Required action ::
Answer these from the text about the Market Street crash:
(a) According to the SFPD statement, what was the first thing the driver hit?
(b) At about what time did the crash occur?
(c) What do safe streets advocates fear the crash will be chalked up as?

Text under study ::
• • • • • • •

Market Street Crash and the Sick Roulette that Comes With Bad Design
Motorists who drive through the intersections of Market, Sutter and Sansome Street don’t need to worry. Yesterday’s crash, involving a taxi cab that drove up onto the sidewalk and seriously injured two people, is already cleared up. Not much to see here, except for the remains of a street post and a kiosk that was too big to cart off yet. The SFPD is reporting, via an official statement, that the cab driver “…was having a medical issue when he hit the gas and drove up onto the sidewalk. The driver hit a public bathroom, a newsstand and then hit the [sidewalk] shoe shine stand where the two victims were working.”
The fear of safe streets advocates is that will be the end of it; there are three people in the hospital, but it will just be chalked up as another “accident” that couldn’t be prevented.
The crash occurred around 3:15 p.m. at Market and Sutter streets when the cab apparently drove up onto a crowded sidewalk, San Francisco police spokesperson Officer Grace Gatpandan said. The cab crashed into two people at the shoeshine stand. All three victims were taken to San Francisco General Hospital, according to hospital spokesman Brent Andrew. One of the patients, a 40-year-old man, is in critical condition, while the other two men, aged 59 and 66, are listed in fair condition, Andrew said.

• • • • • • •

Dataset entries ::
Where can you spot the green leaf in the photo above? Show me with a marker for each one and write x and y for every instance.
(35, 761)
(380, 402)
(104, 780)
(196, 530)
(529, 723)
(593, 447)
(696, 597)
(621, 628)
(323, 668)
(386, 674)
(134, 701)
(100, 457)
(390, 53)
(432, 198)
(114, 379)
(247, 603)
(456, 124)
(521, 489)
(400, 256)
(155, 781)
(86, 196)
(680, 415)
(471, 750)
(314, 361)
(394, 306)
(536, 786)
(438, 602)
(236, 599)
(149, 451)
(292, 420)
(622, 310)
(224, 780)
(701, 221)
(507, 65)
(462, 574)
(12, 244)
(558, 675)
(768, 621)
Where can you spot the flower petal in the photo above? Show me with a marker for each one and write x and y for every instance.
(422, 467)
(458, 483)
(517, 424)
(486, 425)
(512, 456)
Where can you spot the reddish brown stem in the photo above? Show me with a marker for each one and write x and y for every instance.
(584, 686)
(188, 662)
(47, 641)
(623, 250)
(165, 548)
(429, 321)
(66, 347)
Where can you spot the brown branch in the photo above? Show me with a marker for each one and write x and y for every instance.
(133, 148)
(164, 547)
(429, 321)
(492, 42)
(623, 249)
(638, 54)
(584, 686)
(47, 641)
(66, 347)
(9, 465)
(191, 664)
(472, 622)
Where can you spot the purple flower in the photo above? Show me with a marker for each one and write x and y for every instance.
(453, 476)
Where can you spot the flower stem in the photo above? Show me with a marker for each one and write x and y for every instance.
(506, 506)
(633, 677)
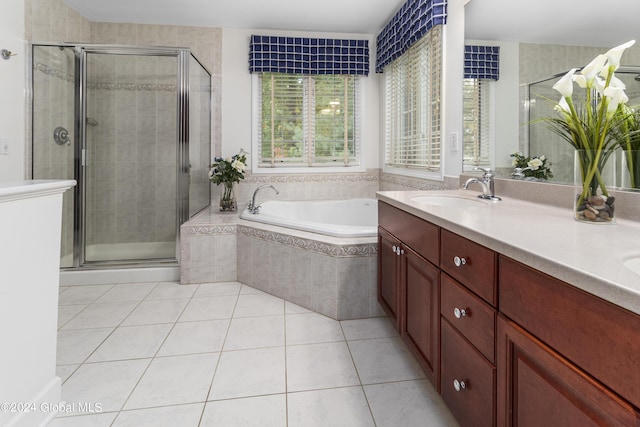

• • • • • • •

Response to this task ::
(a) A public bathroom.
(b) Around 3:15 p.m.
(c) Another "accident" that couldn't be prevented.